Top of EXTRACTED MATERIAL
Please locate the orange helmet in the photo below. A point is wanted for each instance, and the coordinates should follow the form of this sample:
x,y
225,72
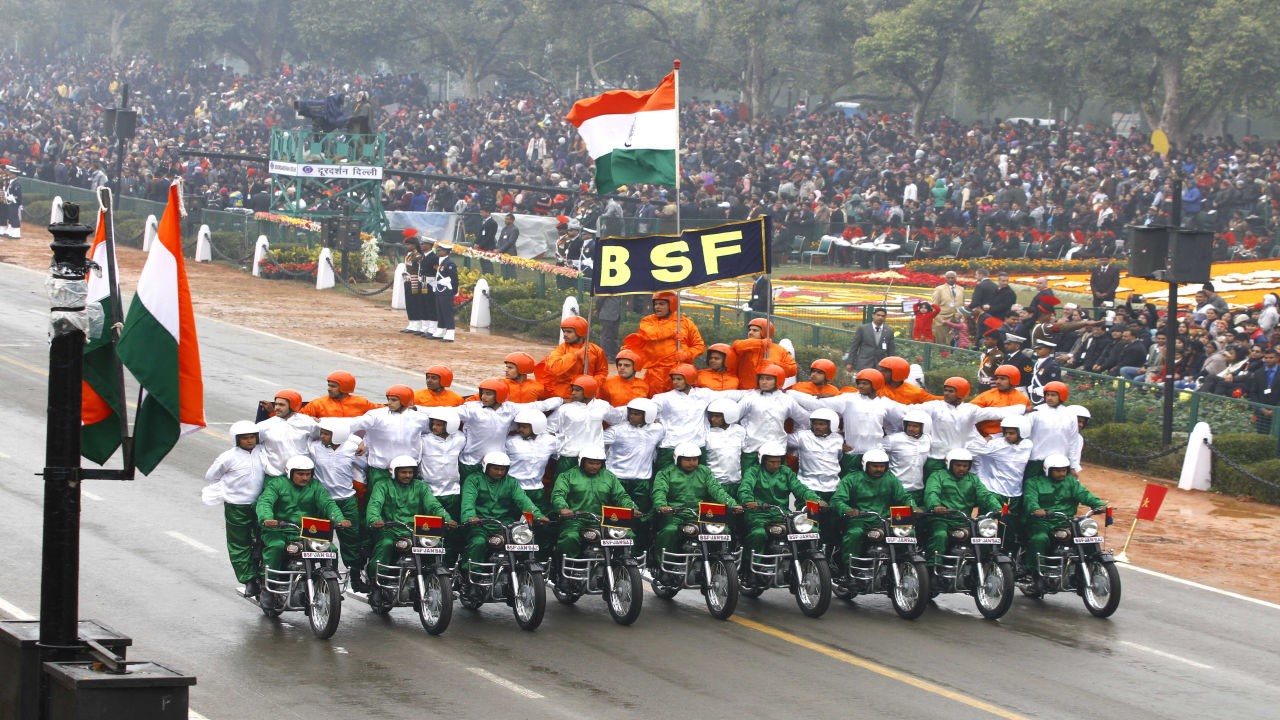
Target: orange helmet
x,y
776,370
959,384
344,379
498,386
588,383
522,361
873,377
1009,372
1060,388
403,392
293,396
444,373
824,367
766,326
685,370
897,368
576,323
Bottom of EXTRACTED MATERIAL
PROBLEM STATEMENT: In your answer, repeat all the entries exactly, but leave out the pictures.

EXERCISE RESPONSE:
Please locate the orange helmet in the photo below. A point is wanted for each instance, and the coordinates should follow the form of this sample:
x,y
225,72
Target: orange helmet
x,y
776,370
959,384
344,379
498,386
588,383
522,361
873,377
1009,372
1060,388
403,392
293,396
444,373
824,367
766,326
685,370
897,368
576,323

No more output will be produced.